WHAT YOU SHOULD DO -> Please print the portion of the text on gallery and arts programming starting at "In Toronto, the" and ending at "Washington, DC, do.)".

EXCERPTED TEXT ->
In Toronto, the Art Gallery of Ontario is also making changes. Without much fanfare, the gallery has rethought who it features in major exhibitions, replacing “mighty whities” with female and Indigenous artists. Recent shows have included the African American Mickalene Thomas, Inuit artists Kenojuak Ashevak and Tim Pitsiulak, BC First Nations artist Brian Jungen, and, from Japan, Yayoi Kusama, whose infinity mirror rooms provide an Instagram-friendly gallery experience. These big shows have proved popular, and the AGO has also launched a major outreach to youth, offering free admission to anyone younger than 25, as well as a new $35 annual pass to older visitors. (It would cost the gallery $14 million annually to offer free admission to all, as London’s National Gallery or the Smithsonian museums in Washington, DC, do.)
So far, the AGO’s bold experiment is producing some success stories. Western University student Phoebe Liao, 21, who hopes to become a doctor, visited the Kusama show after she saw the artist’s work on Instagram. She then followed the story as the AGO acquired its own infinity room for its permanent collection and got word of the new youth passes on the gallery’s website. During an internship in Toronto last summer, she took to dropping by the gallery after work.
Perils of populism
Liao has begun what may become a lifelong relationship with public art galleries thanks to both Kusama and the free admission. But is everyone’s connection this deep? Many programming experiments raise questions about how long audiences drawn by shiny offerings will stick around. When the AGO used the email list from its Kusama exhibition to crowdsource money to buy its own infinity room it drew half the response it had predicted. For some visitors, Kusama at the AGO was a fling not a marriage. That wouldn’t surprise Wilkinson of Symphony Nova Scotia, who has no expectation pop audiences will return to hear the classics. The point is to serve them, not convert them.
The trick seems to be balancing the popular with the smart. For example, when Bondil borrowed a blockbuster show about the African influences in Pablo Picasso’s work from a French museum in 2018, she made sure to add a selection of works by African American and Black Canadian artists, winning kudos from museum colleagues while drawing big crowds. The last time the Stratford Festival staged The Merchant of Venice, in 2013, it impressed critics with the way it addressed the play’s potential anti-Semitism: organizing a mock human rights hearing for Shakespeare’s Shylock with former Supreme Court Chief Justice Beverley McLachlin presiding.

Region pointing data
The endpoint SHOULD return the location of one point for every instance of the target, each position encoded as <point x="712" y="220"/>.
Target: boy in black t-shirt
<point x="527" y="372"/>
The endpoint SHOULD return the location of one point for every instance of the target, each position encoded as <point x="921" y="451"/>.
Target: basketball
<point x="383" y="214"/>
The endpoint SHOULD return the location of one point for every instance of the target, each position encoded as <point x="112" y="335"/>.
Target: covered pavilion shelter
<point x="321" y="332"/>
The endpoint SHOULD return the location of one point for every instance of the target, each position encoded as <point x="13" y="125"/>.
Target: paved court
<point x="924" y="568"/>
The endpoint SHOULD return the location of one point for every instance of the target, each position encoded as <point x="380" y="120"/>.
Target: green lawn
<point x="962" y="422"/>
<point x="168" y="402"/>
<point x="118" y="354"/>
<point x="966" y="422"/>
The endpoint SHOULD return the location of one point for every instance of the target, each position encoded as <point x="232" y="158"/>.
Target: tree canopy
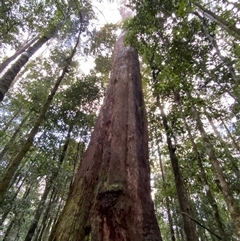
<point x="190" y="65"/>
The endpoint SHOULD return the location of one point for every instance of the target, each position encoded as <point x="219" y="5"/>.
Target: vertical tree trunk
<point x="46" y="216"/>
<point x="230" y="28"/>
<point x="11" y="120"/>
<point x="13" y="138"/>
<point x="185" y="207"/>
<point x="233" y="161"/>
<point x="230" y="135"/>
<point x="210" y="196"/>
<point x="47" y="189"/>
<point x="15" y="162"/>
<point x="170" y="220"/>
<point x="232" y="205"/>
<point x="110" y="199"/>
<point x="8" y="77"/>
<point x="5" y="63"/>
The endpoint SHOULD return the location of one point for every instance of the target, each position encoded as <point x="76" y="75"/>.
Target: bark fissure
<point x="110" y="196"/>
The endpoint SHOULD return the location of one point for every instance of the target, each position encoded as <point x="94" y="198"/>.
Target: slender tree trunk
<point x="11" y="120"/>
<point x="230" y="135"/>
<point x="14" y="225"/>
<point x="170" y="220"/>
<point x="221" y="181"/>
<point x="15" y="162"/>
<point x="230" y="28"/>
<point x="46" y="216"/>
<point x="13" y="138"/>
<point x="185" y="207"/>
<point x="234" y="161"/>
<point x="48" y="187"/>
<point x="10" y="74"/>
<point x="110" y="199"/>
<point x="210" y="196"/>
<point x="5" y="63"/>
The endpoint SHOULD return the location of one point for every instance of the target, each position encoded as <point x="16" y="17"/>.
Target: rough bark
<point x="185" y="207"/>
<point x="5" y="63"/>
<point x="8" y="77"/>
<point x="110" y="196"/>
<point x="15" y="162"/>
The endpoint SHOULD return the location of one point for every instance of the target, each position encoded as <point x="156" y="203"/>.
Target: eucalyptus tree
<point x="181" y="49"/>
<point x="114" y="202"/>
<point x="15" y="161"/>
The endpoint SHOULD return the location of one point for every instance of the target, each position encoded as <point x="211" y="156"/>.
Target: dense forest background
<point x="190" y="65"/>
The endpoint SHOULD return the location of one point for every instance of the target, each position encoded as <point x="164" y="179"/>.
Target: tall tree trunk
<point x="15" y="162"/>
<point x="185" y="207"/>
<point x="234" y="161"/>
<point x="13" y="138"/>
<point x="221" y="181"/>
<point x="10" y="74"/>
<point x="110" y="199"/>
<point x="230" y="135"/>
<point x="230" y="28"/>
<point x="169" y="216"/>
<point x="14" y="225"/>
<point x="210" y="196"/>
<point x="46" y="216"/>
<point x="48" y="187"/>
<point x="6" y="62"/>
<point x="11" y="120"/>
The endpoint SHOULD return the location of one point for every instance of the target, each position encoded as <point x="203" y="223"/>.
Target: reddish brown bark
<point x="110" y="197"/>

SOLVED EXERCISE ->
In Toronto, the Art Gallery of Ontario is also making changes. Without much fanfare, the gallery has rethought who it features in major exhibitions, replacing “mighty whities” with female and Indigenous artists. Recent shows have included the African American Mickalene Thomas, Inuit artists Kenojuak Ashevak and Tim Pitsiulak, BC First Nations artist Brian Jungen, and, from Japan, Yayoi Kusama, whose infinity mirror rooms provide an Instagram-friendly gallery experience. These big shows have proved popular, and the AGO has also launched a major outreach to youth, offering free admission to anyone younger than 25, as well as a new $35 annual pass to older visitors. (It would cost the gallery $14 million annually to offer free admission to all, as London’s National Gallery or the Smithsonian museums in Washington, DC, do.)